◆ SOURCE TEXT:
Review by Hannibal_20

3 stars First of all I want to clarify that this version in ProgArchives is not the original version of the album, whose original name is "La ventana" (the window), the original Chilean version included only the following tracks. Lado A 1. "Marcha al Interior del Espíritu" ? 2:16 2. "Mira Niñita" ? 6:57 3. "Todos Juntos" ? 5:52 4. "La Quebrá del Ají" ? 4:43 Lado B 1. "Ciclo Vital" ? 10:03 2. "Los Caminos que se Abren" ? 9:40 3. "El Pasillo del Cóndor" ? 0:25

Many different versions was made, for Chile, Argentina, and for the rest of the countries, which were edited in different years, adding themes from singles, the PA version is the most complete of all.

Clariefied this, lets start. (considering the order of the PA version)

"Todos juntos" (La Ventana) it`s a very important work in Los Jaivas career, of course they musically improved very much from their experimental first work "El volantín", but not just that, in this album we can found very emblematic songs to Chilean music, this album is the one that made this band known in Chile.

Despite having a real advance in musicality about their previous job, I think that the real merit of this album is that it came to trying to appease a political, and social division among many Chileans, THIS MEANS THAT, IF WE LOOK THIS ALBUM ONLY WITH PROGFANS EYES WE WILL NEVER DISCOVER ITS TRUE VALUE.

◆ WHAT YOU WILL DO:
a - Answer these questions using the review:
(i) What was the album's original name?
(ii) Which version of the album does the reviewer call the most complete?
(iii) What was the title of the band's first work?
b - According to the review, why will someone who judges the album only as a prog fan never discover its true value? Answer in one to three sentences.
c - Duplicate the review's text from "Review by Hannibal_20" up to and including "the PA version)".
The listing after this review comes from a different source.

◆ DATA LISTING:
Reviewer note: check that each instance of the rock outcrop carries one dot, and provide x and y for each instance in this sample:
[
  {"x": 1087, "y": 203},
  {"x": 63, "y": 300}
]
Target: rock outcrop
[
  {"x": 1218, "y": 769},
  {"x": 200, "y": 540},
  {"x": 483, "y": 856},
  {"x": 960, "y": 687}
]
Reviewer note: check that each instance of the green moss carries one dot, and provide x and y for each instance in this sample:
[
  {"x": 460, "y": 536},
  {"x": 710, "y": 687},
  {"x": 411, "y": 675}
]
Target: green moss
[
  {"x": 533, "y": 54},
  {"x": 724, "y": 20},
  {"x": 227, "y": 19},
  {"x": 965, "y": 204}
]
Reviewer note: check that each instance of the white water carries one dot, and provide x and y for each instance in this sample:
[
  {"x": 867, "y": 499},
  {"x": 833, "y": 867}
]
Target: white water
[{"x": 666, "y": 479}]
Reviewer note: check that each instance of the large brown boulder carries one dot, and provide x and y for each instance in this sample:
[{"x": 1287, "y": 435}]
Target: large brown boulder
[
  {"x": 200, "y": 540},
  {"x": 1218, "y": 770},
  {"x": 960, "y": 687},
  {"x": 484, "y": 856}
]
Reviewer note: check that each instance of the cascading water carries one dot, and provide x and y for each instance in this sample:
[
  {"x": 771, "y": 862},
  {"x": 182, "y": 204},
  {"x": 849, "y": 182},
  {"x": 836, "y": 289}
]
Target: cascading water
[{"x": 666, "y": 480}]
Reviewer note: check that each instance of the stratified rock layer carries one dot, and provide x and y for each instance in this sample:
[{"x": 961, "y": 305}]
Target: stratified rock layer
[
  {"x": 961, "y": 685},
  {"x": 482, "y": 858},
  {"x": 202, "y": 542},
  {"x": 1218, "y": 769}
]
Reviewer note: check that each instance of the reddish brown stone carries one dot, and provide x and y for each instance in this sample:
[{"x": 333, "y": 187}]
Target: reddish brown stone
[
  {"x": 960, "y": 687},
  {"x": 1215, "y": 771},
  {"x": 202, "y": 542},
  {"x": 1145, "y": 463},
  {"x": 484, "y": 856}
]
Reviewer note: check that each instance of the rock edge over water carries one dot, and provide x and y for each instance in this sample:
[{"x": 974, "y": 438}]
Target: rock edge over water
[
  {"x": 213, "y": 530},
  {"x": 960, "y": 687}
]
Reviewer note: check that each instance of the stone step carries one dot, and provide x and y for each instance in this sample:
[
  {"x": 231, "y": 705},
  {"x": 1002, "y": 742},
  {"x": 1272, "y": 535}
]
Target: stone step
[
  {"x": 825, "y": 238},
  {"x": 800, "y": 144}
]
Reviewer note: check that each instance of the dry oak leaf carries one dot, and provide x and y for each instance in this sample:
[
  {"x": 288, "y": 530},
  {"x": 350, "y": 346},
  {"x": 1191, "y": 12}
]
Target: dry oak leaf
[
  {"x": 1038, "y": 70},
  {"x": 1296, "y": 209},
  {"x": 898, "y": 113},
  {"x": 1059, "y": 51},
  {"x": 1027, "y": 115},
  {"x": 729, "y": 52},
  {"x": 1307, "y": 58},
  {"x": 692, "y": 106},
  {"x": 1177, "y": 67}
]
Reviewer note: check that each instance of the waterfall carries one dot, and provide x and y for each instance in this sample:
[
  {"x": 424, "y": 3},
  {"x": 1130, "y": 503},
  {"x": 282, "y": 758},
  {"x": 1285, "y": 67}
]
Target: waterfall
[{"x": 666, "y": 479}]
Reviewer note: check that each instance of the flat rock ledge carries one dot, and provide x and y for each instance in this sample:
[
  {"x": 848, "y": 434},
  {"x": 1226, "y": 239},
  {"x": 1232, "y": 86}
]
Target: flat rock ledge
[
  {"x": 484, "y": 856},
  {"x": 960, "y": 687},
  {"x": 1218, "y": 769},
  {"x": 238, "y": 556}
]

◆ TASK RESULTS:
a -
(i) "La ventana" (the window)
(ii) The PA version
(iii) "El volantín"

b - The reviewer thinks the album's real merit is not its musical advance over the band's earlier work. Its real merit is that it tried to appease a political and social division among many Chileans.

c -
Review by Hannibal_20

3 stars First of all I want to clarify that this version in ProgArchives is not the original version of the album, whose original name is "La ventana" (the window), the original Chilean version included only the following tracks. Lado A 1. "Marcha al Interior del Espíritu" ? 2:16 2. "Mira Niñita" ? 6:57 3. "Todos Juntos" ? 5:52 4. "La Quebrá del Ají" ? 4:43 Lado B 1. "Ciclo Vital" ? 10:03 2. "Los Caminos que se Abren" ? 9:40 3. "El Pasillo del Cóndor" ? 0:25

Many different versions was made, for Chile, Argentina, and for the rest of the countries, which were edited in different years, adding themes from singles, the PA version is the most complete of all.

Clariefied this, lets start. (considering the order of the PA version)